__Testo da leggere__
/---

Nonostante questi ragionamenti teorici, il Governo va esattamente in direzione contraria: inasprisce le regole della pensione anticipata contributiva, introducendo un tetto all’assegno e la finestra mobile di 3 mesi. Questa modifica, che colpisce duramente soprattutto i giovani di oggi con reddito medio-altorigorosamente al lordo della tassazione, farà sì che nessuno opterà per questa possibilità e il riscatto di laurea diventerà praticamente obbligatorio per uscire anticipatamente con le regole della Fornero, altrimenti rimarrebbe solamente la pensione di vecchiaia come eventualità di uscita, verosimilmente a 70 anni per i 35-40enni di oggi per la crescita dell’aspettativa di vita. Il riscatto di 6 anni di laurea, seppur agevolato, per i medici costa quasi 35000 euro. Per non parlare di quello ordinario, che costa quasi 140000 euro. Il riscatto entrerebbe nel montante contributivo che, voglio ben specificare, non viene rivalutato seguendo l’inflazione, ma seguendo l’andamento del PIL italiano, pressoché stagnante negli ultimi 10 anni, quindi con una rivalutazione nettamente inferiore agli aumenti inflazionistici, a meno che l’economia italiana non si metta a correre, negli anni a venire, come quella cinese di qualche anno fa. In poche parole, già si sa che è un investimento a perdere.

Un appunto per chi si azzardasse a sostenere che “è giusto che i ricchi abbiano un assegno pensionistico più basso”: ricordiamoci tutti che non siamo ricchi, soprattutto quando confrontati con i colleghi europei (i medici italiani hanno gli stipendi tra i più bassi d’Europa). Inoltre è importante sapere che tutto ciò che va nel montante contributivo, deriva da un versamento che proviene dalla nostra busta paga, di oltre il 33%, che ci viene sottratto nel presente per essere dato nel futuro. Mettere un cap a ciò che ho versato in una vita di lavoro non solo è ingiusto, ma è proprio una ruberia!

\---

__Voci fornite__
/---

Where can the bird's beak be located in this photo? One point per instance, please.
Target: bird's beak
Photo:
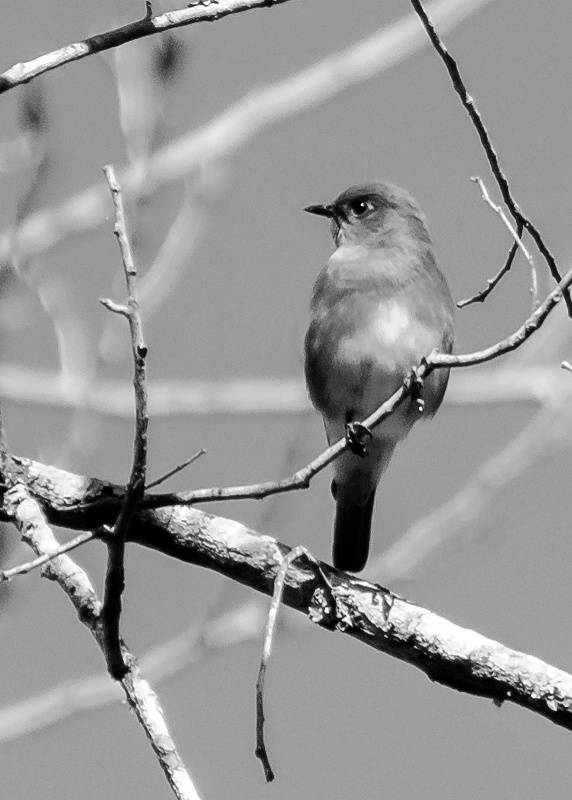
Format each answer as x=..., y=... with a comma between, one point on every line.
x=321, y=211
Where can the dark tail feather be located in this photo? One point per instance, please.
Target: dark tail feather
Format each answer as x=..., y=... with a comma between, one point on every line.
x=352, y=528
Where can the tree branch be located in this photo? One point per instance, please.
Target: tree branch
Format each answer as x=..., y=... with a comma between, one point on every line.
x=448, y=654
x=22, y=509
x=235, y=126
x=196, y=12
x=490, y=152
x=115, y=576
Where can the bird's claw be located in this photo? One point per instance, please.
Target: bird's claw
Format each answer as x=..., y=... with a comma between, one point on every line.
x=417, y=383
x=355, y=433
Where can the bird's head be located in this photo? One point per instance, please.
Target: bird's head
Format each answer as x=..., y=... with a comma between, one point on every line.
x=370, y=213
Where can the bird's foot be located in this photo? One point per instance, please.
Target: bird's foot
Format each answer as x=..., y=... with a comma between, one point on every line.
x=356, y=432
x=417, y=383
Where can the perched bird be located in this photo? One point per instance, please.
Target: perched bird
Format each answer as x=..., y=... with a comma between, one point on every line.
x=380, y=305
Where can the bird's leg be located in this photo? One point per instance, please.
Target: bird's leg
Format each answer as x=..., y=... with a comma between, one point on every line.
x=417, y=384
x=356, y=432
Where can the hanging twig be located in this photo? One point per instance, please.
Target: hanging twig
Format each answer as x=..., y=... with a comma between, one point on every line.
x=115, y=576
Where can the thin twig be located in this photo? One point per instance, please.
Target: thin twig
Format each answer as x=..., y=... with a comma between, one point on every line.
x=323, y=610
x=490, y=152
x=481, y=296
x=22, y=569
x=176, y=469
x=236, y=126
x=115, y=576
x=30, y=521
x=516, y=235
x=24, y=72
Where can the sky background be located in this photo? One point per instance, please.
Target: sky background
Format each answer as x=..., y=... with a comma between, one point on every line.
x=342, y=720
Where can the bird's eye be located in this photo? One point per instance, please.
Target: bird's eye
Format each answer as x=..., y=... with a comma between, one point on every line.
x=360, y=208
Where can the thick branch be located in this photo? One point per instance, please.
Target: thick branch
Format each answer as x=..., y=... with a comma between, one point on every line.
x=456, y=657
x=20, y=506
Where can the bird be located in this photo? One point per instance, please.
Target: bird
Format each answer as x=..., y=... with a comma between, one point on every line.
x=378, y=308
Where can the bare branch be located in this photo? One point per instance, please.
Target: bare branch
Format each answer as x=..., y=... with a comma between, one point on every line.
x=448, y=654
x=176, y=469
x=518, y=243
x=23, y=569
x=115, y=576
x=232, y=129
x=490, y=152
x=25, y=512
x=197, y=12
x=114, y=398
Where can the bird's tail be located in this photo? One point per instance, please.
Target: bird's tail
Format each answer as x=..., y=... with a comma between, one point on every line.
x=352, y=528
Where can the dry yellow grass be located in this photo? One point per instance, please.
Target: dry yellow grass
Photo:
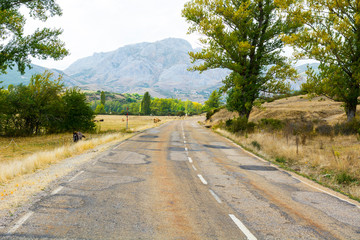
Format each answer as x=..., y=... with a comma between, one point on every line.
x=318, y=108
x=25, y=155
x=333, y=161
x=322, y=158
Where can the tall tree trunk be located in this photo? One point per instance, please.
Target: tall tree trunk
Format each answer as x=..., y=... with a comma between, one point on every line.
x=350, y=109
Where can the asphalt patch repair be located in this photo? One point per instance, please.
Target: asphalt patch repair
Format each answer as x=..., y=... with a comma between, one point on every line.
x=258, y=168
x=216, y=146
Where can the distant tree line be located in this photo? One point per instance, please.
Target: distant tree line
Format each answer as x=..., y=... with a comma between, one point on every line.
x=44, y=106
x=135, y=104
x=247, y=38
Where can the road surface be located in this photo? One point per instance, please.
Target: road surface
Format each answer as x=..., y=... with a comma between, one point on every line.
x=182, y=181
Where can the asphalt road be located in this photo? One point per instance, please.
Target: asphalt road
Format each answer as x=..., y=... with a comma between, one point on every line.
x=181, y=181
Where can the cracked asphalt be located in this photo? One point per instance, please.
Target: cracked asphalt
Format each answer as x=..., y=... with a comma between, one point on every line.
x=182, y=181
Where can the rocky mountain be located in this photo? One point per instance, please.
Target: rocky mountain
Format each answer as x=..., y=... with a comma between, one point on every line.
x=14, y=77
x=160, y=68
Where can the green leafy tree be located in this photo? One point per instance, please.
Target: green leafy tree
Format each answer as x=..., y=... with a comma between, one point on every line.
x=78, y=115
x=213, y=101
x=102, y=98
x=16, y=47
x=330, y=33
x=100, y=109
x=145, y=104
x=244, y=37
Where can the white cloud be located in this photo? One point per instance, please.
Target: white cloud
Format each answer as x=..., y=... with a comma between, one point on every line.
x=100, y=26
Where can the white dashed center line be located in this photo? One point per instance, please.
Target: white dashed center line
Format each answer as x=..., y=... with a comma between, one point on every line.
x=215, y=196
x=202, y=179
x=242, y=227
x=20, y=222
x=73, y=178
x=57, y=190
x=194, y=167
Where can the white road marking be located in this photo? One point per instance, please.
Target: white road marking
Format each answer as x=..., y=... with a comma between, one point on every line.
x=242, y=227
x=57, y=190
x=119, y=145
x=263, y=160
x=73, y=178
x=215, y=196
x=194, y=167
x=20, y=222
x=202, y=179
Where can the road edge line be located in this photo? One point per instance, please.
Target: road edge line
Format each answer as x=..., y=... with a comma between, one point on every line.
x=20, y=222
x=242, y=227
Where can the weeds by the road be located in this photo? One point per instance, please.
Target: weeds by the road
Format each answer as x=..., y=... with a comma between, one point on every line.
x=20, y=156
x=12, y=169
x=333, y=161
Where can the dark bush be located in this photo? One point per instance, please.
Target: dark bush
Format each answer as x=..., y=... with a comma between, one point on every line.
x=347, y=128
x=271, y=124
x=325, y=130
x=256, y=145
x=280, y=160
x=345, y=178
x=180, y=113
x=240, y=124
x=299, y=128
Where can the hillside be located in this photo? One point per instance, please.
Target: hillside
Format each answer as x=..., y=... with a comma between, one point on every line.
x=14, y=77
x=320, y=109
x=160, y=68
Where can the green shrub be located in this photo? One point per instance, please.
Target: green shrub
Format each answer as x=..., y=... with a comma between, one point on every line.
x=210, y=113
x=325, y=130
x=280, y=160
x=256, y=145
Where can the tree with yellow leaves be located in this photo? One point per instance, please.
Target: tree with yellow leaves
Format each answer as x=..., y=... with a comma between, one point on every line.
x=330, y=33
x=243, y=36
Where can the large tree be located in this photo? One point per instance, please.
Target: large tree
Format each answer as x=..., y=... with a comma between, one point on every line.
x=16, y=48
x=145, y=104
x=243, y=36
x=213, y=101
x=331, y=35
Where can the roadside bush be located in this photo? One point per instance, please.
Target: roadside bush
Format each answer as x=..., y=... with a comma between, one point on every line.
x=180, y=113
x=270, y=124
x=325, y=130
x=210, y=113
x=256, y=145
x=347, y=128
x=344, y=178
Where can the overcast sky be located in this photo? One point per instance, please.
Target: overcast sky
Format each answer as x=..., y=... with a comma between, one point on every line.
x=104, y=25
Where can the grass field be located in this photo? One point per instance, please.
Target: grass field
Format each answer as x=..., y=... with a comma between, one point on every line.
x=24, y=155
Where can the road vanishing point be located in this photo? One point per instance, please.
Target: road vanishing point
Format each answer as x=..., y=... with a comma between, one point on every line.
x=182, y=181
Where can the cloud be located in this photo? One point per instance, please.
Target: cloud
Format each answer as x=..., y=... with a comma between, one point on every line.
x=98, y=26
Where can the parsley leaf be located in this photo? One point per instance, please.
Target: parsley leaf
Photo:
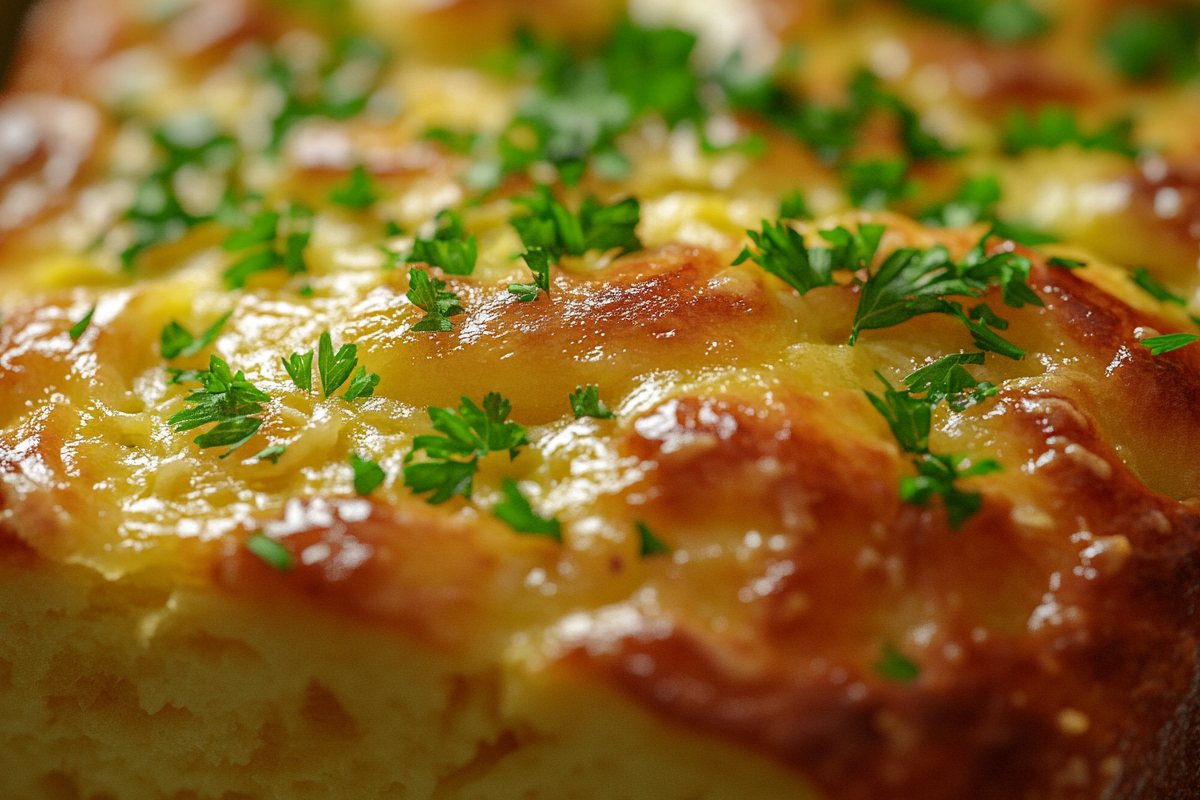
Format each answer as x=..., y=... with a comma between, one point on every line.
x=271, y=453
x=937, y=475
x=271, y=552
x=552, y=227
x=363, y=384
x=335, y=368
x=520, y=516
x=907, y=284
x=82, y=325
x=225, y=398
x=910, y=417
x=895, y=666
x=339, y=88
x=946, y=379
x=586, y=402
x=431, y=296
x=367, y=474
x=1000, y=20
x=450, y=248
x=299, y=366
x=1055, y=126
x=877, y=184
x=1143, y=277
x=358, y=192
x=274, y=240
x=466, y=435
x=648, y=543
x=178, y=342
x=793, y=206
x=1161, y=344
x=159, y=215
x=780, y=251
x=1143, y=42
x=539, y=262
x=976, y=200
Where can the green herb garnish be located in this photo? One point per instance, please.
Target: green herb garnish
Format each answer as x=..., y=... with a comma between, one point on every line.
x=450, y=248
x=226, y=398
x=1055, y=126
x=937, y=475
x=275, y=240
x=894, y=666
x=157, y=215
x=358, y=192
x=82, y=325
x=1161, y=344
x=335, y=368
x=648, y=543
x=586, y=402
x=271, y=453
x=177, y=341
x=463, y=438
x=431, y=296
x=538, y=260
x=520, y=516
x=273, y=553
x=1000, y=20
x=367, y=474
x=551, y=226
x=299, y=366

\---
/---

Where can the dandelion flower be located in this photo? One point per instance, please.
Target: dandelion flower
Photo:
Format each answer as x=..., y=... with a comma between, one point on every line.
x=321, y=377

\---

__Compiti da svolgere__
A: Nel testo sulle pensioni, quanto costa ai medici il riscatto agevolato di 6 anni di laurea?
B: Continua il testo sulle pensioni partendo subito dopo la sua ultima frase.

__Risultati dell'esercizio__
A: Quasi 35000 euro.

B:
Il terzo punto è probabilmente il più mostruoso dei quattro. Sostanzialmente si riduce la rivalutazione degli assegni pensionistici nel tempo. Da una stima del Corriere della Sera, un pensionato con pensione di 5637 euro lordi mensili, perderebbe oltre 100 mila euro in 10 anni per mancata rivalutazione. Anche in questo caso, ogni ulteriore commento è superfluo.
Sul quarto punto, preciso solamente che abbiamo un’età pensionabile tra le più alte d’Europa. Alcuni di noi non ce la fanno a stare in servizio fino a 67 anni, magari svolgendo ancora guardie notturne e reperibilità. Piuttosto che prevedere anticipi una tantum come le varie quota 100-102-103, forse sarebbe bene prevedere regole più favorevoli per alcune categorie di lavoratori.
Cosa rimane da dire, che non è già stato detto? La nausea e il disgusto per come siamo trattati sono tali, che è impossibile non scioperare il 5 dicembre. Non è possibile che in Italia chi guadagna di più della media, venga massacrato in questo modo.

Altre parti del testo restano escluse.